* _YOUR OBJECTIVE_: Retype each record below word for word. Leave the pictures out.

(Named-object pointing records)
------------------------------------------------

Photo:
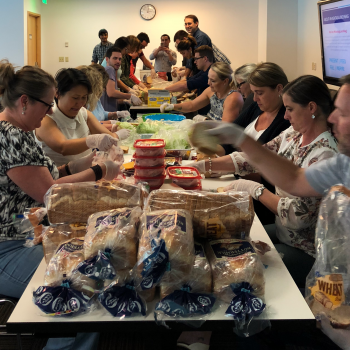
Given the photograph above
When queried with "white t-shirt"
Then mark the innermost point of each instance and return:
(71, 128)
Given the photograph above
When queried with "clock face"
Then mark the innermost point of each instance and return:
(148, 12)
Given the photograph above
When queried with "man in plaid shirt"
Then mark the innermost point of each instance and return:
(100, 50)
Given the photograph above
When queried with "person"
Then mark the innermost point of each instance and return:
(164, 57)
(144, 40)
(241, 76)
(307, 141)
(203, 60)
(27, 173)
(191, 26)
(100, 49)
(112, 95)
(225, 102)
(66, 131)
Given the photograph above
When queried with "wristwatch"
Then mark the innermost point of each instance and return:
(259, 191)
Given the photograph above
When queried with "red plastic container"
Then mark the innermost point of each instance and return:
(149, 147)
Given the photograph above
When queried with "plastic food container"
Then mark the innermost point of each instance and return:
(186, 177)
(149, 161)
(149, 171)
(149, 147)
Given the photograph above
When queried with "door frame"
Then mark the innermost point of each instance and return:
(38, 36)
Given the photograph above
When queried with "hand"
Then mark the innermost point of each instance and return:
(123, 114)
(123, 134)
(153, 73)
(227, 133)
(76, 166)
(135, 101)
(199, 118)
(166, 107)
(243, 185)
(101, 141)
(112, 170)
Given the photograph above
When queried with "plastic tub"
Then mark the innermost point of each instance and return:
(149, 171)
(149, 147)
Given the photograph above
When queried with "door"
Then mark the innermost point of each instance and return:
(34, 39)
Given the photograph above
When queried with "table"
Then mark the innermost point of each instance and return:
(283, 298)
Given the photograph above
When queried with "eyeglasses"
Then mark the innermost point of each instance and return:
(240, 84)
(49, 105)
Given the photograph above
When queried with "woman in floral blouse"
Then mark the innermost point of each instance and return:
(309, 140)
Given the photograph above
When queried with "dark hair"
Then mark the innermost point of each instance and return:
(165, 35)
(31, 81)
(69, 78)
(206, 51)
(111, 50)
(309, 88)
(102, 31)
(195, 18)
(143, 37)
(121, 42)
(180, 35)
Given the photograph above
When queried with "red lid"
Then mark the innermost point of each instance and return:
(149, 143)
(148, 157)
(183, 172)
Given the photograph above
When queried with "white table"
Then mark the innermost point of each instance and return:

------------------------------------------------

* _ANSWER TO THE TASK_:
Photo:
Given the photograph above
When queried with "white t-shirt"
Then mark the innermost point of each instance and return:
(71, 128)
Given the photograph above
When queried with "clock face"
Then mark the innermost point of each instance and return:
(148, 12)
Given the photograph above
When queried with "man in plaid shirt"
Then mark the innermost point of each instance and return:
(100, 50)
Given the photograph above
When queried with "person"
Then mark the innermost point of each instance and return:
(164, 57)
(144, 40)
(241, 76)
(307, 141)
(203, 60)
(27, 173)
(191, 26)
(100, 49)
(112, 95)
(225, 102)
(66, 131)
Given the photograph above
When queried with "wristwatch"
Then mark the innermost point of each instance and return:
(259, 191)
Given the photograph above
When queried with "red plastic container"
Then mark the innermost point of each instance and return:
(149, 147)
Given the photograph above
When queried with "plastic food container"
Then mark the innermost point of each instance and return:
(186, 177)
(149, 161)
(149, 171)
(149, 147)
Given the photograph above
When queried with "door frame"
Then mark the innermost point of each instance and return:
(38, 36)
Given the photograph above
When queried with "hand"
Then mark the innermost point of each instance and return:
(123, 114)
(123, 134)
(153, 73)
(227, 133)
(76, 166)
(135, 101)
(199, 118)
(166, 107)
(243, 185)
(101, 141)
(112, 170)
Given the photograph above
When queried with "plastic tub"
Then mark the innermost point of each instance and return:
(149, 171)
(149, 147)
Given the photograph above
When queried with "door"
Then mark the innermost point of each instance and return:
(34, 39)
Given the photograph above
When queried with "table"
Then mark the innermost point of each instance and return:
(283, 298)
Given the photograph above
When queried with "eyeglasses"
Then mark the innermost point of each instance and return:
(240, 84)
(49, 105)
Given the photograph above
When queried with "woman in floral blouse"
Then mark the innermost point of each instance and return:
(309, 140)
Given the photograph above
When queried with "dark hair"
Then mark the innermost point of each instance and return:
(165, 35)
(31, 81)
(69, 78)
(206, 51)
(111, 50)
(309, 88)
(102, 31)
(195, 18)
(143, 37)
(121, 42)
(180, 35)
Given the photograph above
When queried with "red lid"
Then mark the innermost point of each instance and return:
(149, 143)
(148, 157)
(183, 172)
Given the photograph above
When queried with "white table"
Then mark the innermost point of each instance and return:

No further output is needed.